_TASK GOAL:_ Arrange the data below as a JSON list of strings, with one string for each line and blank lines left out. Leave the pictures out of your answer.

BEGIN PROVIDED RECORDS

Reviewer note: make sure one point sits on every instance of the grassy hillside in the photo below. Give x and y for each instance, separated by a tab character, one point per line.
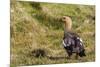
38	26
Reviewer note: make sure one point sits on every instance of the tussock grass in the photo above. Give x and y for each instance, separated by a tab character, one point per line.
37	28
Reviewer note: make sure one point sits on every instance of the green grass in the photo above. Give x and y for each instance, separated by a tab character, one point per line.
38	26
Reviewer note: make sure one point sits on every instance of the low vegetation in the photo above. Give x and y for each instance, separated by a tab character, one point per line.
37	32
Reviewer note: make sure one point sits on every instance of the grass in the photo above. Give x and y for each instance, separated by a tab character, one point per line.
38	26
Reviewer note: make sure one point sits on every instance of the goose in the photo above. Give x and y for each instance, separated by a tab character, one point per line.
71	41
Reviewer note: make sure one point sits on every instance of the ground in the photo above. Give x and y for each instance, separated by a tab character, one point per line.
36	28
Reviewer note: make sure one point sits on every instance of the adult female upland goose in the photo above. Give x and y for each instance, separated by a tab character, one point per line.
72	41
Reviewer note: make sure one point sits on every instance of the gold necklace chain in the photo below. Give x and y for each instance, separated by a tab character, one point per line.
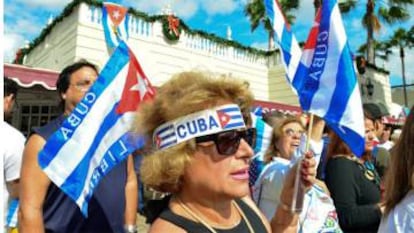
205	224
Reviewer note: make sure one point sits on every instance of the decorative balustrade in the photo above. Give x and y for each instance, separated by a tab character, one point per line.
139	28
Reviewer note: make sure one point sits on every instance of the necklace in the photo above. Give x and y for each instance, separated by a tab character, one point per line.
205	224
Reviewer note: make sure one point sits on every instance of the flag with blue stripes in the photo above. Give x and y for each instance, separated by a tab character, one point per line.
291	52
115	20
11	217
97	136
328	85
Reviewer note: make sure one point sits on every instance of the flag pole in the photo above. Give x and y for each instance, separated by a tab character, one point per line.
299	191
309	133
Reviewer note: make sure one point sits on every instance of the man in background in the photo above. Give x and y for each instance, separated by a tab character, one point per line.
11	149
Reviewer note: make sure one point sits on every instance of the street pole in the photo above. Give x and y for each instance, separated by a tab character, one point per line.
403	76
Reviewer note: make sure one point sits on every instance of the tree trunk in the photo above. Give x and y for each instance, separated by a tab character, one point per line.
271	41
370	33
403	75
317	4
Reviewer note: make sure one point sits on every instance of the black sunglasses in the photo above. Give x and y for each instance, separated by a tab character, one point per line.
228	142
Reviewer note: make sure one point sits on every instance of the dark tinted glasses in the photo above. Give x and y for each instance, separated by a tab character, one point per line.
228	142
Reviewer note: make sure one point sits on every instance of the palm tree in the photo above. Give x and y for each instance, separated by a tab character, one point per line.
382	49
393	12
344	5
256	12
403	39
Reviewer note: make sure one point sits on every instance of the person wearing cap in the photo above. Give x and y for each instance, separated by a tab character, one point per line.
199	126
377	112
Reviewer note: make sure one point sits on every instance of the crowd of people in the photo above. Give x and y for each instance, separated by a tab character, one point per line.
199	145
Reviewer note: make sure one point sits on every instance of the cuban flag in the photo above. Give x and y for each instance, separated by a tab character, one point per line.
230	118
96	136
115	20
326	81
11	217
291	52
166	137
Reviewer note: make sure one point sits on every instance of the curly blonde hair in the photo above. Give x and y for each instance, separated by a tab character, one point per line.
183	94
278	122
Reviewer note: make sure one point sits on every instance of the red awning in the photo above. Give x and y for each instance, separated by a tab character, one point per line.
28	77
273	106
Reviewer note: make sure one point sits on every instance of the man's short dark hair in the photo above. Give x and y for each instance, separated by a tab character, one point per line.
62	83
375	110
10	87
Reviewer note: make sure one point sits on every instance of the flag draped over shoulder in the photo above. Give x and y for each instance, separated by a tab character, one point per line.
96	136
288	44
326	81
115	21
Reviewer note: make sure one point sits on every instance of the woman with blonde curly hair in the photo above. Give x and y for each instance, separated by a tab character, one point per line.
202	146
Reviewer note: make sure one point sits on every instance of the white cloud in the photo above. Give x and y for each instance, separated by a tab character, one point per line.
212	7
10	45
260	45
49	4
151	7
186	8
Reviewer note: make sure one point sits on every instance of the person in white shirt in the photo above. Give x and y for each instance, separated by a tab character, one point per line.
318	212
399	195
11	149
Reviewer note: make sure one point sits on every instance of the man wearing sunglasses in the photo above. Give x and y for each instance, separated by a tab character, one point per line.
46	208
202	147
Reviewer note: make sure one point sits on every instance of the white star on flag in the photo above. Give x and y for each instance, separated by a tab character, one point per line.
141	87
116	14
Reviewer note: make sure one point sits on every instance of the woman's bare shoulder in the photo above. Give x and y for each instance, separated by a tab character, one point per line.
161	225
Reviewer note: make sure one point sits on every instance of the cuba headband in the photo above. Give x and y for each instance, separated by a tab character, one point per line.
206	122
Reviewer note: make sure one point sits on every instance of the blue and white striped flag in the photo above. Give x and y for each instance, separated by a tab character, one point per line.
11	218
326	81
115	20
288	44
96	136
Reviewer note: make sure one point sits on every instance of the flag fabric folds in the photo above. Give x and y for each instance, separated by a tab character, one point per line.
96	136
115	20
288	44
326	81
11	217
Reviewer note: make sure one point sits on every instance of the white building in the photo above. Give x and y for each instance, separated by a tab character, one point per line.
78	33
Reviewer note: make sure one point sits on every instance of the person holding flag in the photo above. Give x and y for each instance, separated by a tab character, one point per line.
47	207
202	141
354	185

END PROVIDED RECORDS

_CORRECT RESULT:_
[
  "Reviewer note: make sure one point sits on every instance of the grassy hillside in the photo below. Give x and y for each instance, separated by a tab character, one point per line.",
  "38\t26",
  "Reviewer note: make sure one point sits on every instance of the tussock grass in the photo above. Give x and y for each instance, separated by a tab character, one point per line.",
  "37\t28",
  "Reviewer note: make sure one point sits on every instance of the green grass in the photo above. Give x and y for each instance, separated by a tab character, one point per line.",
  "38\t26",
  "Reviewer note: make sure one point sits on every instance of the low vegetation in the photo above. Give x and y for each instance, separated by a tab character, one point per line.",
  "37\t32",
  "Reviewer note: make sure one point sits on every instance of the grass in the photo above. Give x and y for each instance, separated by a tab character, one point per line.",
  "38\t26",
  "Reviewer note: make sure one point sits on every instance of the goose in the photo above. Give x and y for each instance, separated by a tab character, one point per line.",
  "71\t41",
  "Reviewer note: make sure one point sits on every instance of the ground in the photo above. Give x and y for each instance, separated by a tab character, one point per line.",
  "36\t28",
  "Reviewer note: make sure one point sits on every instance of the adult female upland goose in the photo above. Give x and y for each instance, separated by a tab character, one point per line.",
  "72\t41",
  "Reviewer note: make sure one point sits on every instance of the gold necklace chain in the photo below. Give x and y for each instance, separated by a tab character, one point per line.",
  "205\t224",
  "Reviewer note: make sure one point sits on every instance of the decorative balustrade in the photo above. Give x and y for each instance, separated by a tab character, one point per line.",
  "139\t28",
  "Reviewer note: make sure one point sits on every instance of the necklace in the photo above. Give x and y for each instance, separated by a tab character, one point per line.",
  "205\t224",
  "Reviewer note: make sure one point sits on every instance of the flag with blue stripes in the photo above. Give x and y for each instance, separated by a tab character, one point per line.",
  "291\t52",
  "115\t20",
  "11\t217",
  "97\t136",
  "328\t85",
  "Reviewer note: make sure one point sits on every instance of the flag pole in the photo above. Give x and y for each instance, separated by a tab character, one point per line.",
  "299\t191",
  "309\t133",
  "Reviewer note: make sure one point sits on every instance of the man in background in the photo above. Give x and y for each instance, separated by a tab character, one point per line.",
  "11\t149",
  "Reviewer note: make sure one point sits on every instance of the street pole in the photo above. Give x and y for each instance, separated by a tab character, one point per line.",
  "403\t76",
  "Reviewer note: make sure one point sits on every instance of the tree trunk in the photo above. Give x and y for each instance, separated by a tab character, one point per line.",
  "271\t41",
  "370\t33",
  "403\t75",
  "317\t4",
  "Reviewer note: make sure one point sits on every instance of the black sunglasses in the photo above. Give x and y for each instance, separated by a tab character, one point per line.",
  "228\t142",
  "Reviewer note: make sure one point sits on every instance of the dark tinted glasses in the photo above. Give x and y for each instance, separated by a tab character, one point per line.",
  "228\t142",
  "Reviewer note: make sure one point sits on every instance of the palm tree in the photo above. Give x and y for each instance, separated by a tab character, one point per line.",
  "382\t49",
  "393\t12",
  "344\t5",
  "256\t12",
  "403\t39",
  "Reviewer note: make sure one point sits on every instance of the person wearing cap in the photo above. Give x and y for each instance, separated by a tab character, one point per line.",
  "199\t126",
  "377\t112",
  "Reviewer note: make sure one point sits on every instance of the crowd of people in the photo above. Give x and y for each instance, separated by a tab character, one point per line.",
  "199\t145",
  "Reviewer note: make sure one point sits on every instance of the cuban flag in the photo above. Give x and y for each instance, separated by a tab character, one point per line.",
  "230\t118",
  "96\t136",
  "115\t20",
  "326\t81",
  "11\t217",
  "291\t52",
  "166\t137",
  "Reviewer note: make sure one point sits on every instance of the curly blonde hair in the photo above. Give x and y for each instance, separated by a tab character, one point per line.",
  "183\t94",
  "278\t122",
  "Reviewer note: make sure one point sits on every instance of the red awning in the photo above. Give x and y for each instance, separated by a tab character, one point per line.",
  "28\t77",
  "273\t106",
  "Reviewer note: make sure one point sits on every instance of the man's short dark hair in the photo above. Give x and y for each instance, separated by a tab character, one point per line.",
  "62\t83",
  "375\t110",
  "10\t87",
  "Reviewer note: make sure one point sits on every instance of the flag draped over shoulder in the photo above. Give x and y for each instance, separated by a tab character, one point per line.",
  "96\t136",
  "288\t44",
  "326\t81",
  "115\t21",
  "Reviewer note: make sure one point sits on every instance of the woman with blonde curly hair in the photo above. Give x and y for each instance, separated by a tab character, one point per line.",
  "202\t146",
  "Reviewer note: make sure one point sits on every instance of the white cloud in the photo above. Give x and y for each instance, separated by a tab character, one point per line.",
  "212\t7",
  "10\t45",
  "260\t45",
  "49\t4",
  "151\t7",
  "186\t8",
  "Reviewer note: make sure one point sits on every instance of the person in white shirt in the photo above. Give x and y for each instance, separated by a tab character, one point per line.",
  "318\t212",
  "399\t195",
  "11\t149",
  "Reviewer note: make sure one point sits on every instance of the man wearing sunglasses in the photo above. Give x and y for each instance, separated by a tab character, one point per line.",
  "46\t208",
  "202\t147",
  "Reviewer note: make sure one point sits on every instance of the white star on flag in the photo above. Give x and y for each instance, separated by a tab character, one point per line.",
  "141\t87",
  "116\t14",
  "Reviewer note: make sure one point sits on every instance of the woman's bare shoulder in the photo above. Give x and y for each instance, separated by a tab character, one point per line.",
  "161\t225",
  "Reviewer note: make sure one point sits on every instance of the cuba headband in the photo above. Give x and y for each instance, separated by a tab character, one point per line.",
  "206\t122",
  "Reviewer note: make sure one point sits on every instance of the blue and white striped flag in the photo above. Give x and y for each instance, separated by a tab character, one point per line.",
  "11\t218",
  "326\t81",
  "115\t20",
  "288\t44",
  "96\t136",
  "Reviewer note: make sure one point sits on every instance of the flag fabric folds in the photo above. Give x and y for each instance, separated by a tab character, one point per line.",
  "96\t136",
  "115\t20",
  "288\t44",
  "326\t81",
  "11\t217",
  "Reviewer note: make sure one point sits on every instance of the white building in the photo above. Give x and y for each instance, separated by a tab character, one point per line.",
  "78\t33",
  "Reviewer note: make sure one point sits on every instance of the person holding flag in the photo above. Give x and y for each instance, separated by a tab character, one point per line.",
  "47\t207",
  "202\t141",
  "354\t185"
]